> Problem
Collect every line from the items below that contains the word "shower". Case matters.

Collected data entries
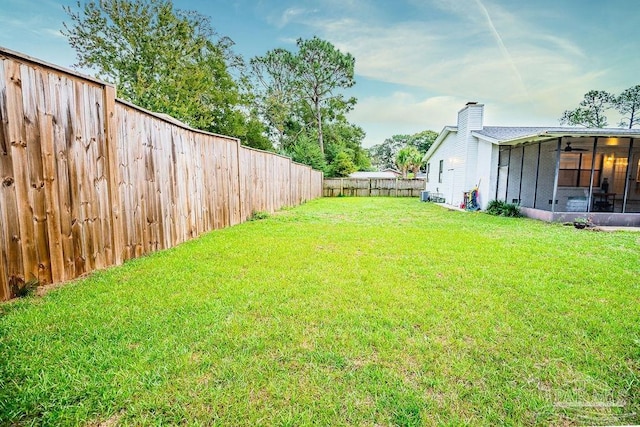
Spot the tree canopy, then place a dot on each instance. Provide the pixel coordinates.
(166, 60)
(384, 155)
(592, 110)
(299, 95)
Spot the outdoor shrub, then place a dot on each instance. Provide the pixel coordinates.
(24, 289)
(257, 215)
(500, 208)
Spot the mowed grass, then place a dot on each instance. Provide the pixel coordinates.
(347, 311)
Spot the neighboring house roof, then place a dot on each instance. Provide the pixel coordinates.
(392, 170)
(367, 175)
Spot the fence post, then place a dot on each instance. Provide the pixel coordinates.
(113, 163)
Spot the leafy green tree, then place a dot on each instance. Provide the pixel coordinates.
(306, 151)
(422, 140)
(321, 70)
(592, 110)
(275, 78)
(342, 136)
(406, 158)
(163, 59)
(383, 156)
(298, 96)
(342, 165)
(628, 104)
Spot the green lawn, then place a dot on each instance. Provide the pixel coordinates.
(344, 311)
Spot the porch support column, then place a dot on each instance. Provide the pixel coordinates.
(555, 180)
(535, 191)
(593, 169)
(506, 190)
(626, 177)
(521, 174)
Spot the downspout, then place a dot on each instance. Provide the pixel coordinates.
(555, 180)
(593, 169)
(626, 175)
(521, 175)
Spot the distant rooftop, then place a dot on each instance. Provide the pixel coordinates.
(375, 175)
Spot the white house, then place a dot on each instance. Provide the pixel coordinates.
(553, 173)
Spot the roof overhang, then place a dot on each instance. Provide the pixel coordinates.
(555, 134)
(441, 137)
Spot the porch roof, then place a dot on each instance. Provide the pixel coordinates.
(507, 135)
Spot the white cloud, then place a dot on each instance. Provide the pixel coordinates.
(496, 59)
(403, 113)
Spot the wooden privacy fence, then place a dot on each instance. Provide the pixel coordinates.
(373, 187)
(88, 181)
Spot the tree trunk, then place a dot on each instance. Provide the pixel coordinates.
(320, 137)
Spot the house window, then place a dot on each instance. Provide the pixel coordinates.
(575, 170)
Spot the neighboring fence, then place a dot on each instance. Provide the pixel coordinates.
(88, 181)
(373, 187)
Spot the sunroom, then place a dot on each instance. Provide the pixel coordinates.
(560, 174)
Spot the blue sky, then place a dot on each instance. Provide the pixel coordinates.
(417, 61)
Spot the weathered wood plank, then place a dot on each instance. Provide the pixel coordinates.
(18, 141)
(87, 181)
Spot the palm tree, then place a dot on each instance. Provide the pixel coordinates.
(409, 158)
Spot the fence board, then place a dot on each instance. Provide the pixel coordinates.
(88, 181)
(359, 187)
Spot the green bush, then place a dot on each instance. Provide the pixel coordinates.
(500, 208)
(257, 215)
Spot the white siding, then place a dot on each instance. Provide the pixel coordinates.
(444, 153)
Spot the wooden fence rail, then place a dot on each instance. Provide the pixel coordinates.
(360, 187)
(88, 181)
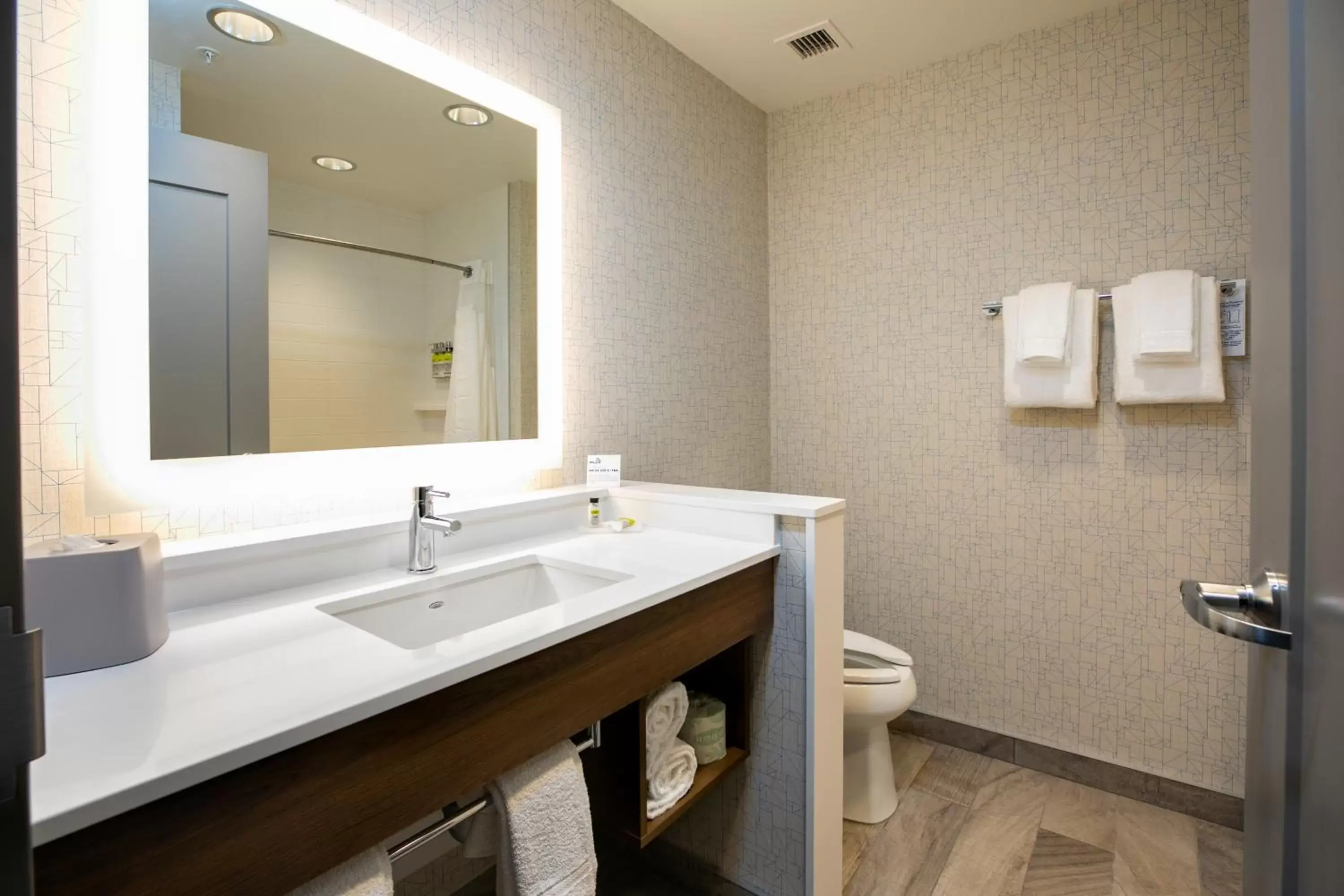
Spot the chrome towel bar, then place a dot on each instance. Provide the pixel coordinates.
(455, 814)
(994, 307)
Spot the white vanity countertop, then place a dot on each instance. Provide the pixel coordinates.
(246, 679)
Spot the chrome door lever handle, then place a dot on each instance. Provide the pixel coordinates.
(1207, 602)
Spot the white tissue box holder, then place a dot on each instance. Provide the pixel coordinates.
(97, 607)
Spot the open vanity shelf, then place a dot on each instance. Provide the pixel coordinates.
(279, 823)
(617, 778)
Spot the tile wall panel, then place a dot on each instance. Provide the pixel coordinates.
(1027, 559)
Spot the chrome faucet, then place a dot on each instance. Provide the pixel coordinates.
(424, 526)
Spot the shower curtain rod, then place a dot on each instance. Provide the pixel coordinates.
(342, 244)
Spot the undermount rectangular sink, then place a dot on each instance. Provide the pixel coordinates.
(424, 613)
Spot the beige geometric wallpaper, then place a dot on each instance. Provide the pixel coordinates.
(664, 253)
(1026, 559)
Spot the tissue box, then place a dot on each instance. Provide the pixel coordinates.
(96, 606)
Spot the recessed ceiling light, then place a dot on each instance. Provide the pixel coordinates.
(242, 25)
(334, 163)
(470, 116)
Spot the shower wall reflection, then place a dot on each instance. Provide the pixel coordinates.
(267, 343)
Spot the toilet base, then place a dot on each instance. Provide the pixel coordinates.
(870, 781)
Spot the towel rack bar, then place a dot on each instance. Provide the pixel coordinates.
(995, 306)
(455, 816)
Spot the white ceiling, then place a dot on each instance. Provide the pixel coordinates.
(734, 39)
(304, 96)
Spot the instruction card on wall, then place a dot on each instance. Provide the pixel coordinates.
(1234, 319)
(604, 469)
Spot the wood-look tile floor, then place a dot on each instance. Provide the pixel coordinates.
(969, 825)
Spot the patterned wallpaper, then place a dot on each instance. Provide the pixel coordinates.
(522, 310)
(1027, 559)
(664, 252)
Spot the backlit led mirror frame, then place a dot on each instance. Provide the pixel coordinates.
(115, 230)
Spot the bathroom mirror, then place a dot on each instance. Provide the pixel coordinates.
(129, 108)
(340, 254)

--

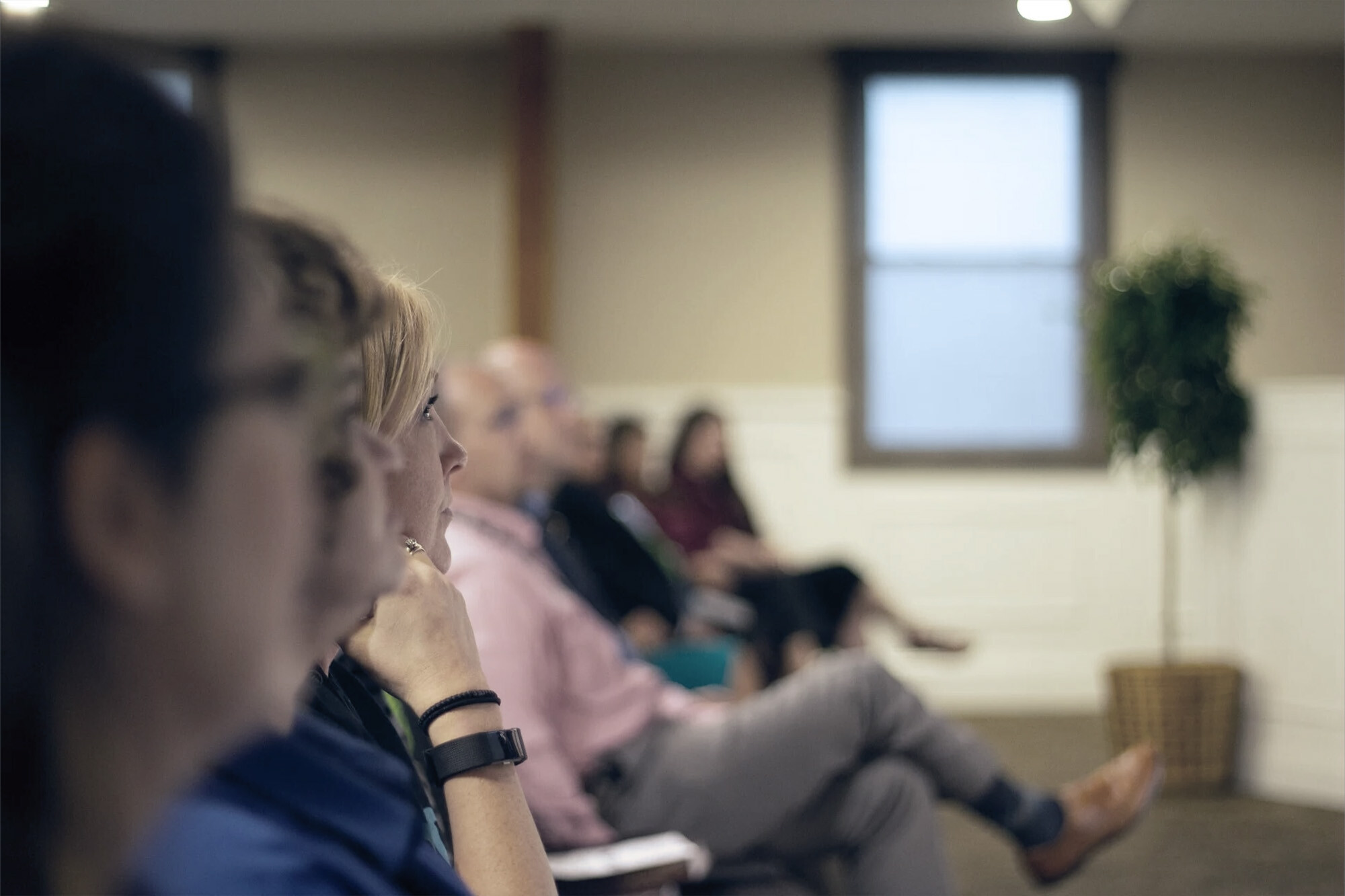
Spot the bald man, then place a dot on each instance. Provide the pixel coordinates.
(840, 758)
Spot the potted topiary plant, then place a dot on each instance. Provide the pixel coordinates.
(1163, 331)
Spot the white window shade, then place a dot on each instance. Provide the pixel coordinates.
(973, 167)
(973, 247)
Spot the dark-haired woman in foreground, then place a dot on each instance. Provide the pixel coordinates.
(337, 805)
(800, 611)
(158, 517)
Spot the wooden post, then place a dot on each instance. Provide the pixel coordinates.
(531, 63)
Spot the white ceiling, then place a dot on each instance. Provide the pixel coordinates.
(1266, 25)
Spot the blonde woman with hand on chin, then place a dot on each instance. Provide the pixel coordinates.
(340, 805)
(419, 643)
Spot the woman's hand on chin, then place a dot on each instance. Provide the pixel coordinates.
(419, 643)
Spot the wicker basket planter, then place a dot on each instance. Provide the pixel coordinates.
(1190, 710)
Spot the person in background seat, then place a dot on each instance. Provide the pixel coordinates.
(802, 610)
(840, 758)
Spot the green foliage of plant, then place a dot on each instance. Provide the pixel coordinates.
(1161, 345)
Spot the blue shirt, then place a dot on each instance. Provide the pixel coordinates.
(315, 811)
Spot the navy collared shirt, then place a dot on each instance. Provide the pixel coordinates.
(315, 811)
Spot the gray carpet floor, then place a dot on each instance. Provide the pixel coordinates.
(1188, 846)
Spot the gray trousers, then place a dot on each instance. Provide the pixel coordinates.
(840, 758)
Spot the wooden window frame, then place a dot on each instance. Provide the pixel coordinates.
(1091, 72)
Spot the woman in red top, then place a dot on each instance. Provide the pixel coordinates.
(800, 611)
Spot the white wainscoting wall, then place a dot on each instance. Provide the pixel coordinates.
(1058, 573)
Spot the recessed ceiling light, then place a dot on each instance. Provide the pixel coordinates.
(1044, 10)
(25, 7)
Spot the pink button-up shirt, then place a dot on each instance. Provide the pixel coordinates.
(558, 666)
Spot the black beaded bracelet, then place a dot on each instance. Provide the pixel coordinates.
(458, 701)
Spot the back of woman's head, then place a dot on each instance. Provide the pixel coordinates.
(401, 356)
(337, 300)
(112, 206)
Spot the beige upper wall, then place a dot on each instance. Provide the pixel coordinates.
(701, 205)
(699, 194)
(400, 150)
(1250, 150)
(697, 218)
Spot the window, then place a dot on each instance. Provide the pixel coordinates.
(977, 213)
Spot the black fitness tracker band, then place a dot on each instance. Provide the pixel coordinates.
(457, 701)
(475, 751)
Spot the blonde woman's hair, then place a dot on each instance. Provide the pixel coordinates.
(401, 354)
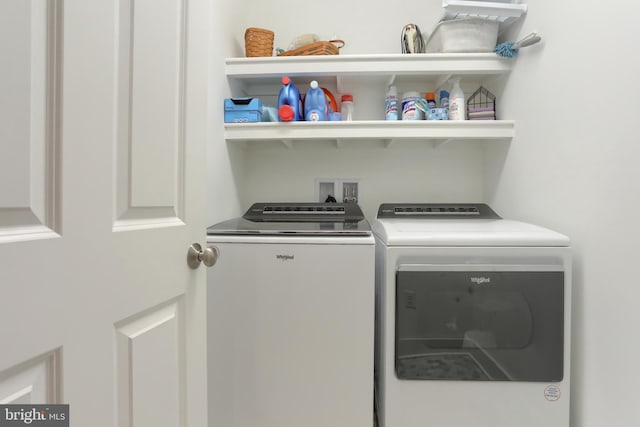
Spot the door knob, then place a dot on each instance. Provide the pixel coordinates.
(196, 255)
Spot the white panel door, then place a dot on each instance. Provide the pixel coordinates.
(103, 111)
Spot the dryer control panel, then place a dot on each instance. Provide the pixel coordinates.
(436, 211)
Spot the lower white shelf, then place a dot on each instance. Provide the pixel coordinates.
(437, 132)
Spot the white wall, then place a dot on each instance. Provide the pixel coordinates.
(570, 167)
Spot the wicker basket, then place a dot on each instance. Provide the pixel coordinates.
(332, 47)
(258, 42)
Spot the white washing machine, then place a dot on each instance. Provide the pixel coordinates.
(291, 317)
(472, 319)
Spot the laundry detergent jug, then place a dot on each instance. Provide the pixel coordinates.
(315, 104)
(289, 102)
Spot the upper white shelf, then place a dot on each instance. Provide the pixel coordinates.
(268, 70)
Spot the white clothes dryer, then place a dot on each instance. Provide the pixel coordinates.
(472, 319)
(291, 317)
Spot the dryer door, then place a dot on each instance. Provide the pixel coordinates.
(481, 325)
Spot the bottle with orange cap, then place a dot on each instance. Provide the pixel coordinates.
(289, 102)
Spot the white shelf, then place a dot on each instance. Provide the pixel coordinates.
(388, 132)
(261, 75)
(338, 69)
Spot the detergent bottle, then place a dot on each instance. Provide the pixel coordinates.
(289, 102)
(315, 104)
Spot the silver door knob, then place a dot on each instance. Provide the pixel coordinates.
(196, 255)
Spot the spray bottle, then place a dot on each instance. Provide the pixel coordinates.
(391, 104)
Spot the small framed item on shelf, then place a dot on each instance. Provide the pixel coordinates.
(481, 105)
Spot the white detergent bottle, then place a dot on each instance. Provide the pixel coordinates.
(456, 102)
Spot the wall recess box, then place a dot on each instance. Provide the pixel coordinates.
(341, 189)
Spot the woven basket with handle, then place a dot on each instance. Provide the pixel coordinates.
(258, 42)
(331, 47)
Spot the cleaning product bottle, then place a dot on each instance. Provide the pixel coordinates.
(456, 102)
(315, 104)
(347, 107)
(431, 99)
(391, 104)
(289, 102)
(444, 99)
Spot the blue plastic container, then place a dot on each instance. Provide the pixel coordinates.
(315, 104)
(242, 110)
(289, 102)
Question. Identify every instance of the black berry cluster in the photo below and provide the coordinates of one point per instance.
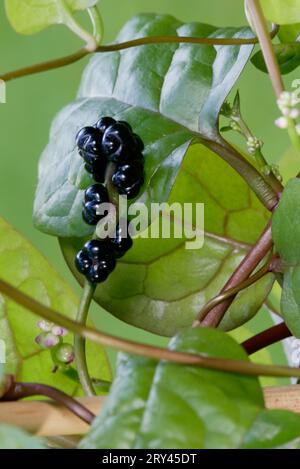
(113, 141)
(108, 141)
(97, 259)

> Correct response
Spot the shower curtain rod, then place a dot on each instance. Provide the pixel coordinates.
Spot the shower wall reflection, then place a dot on each instance. Provide the pixel coordinates.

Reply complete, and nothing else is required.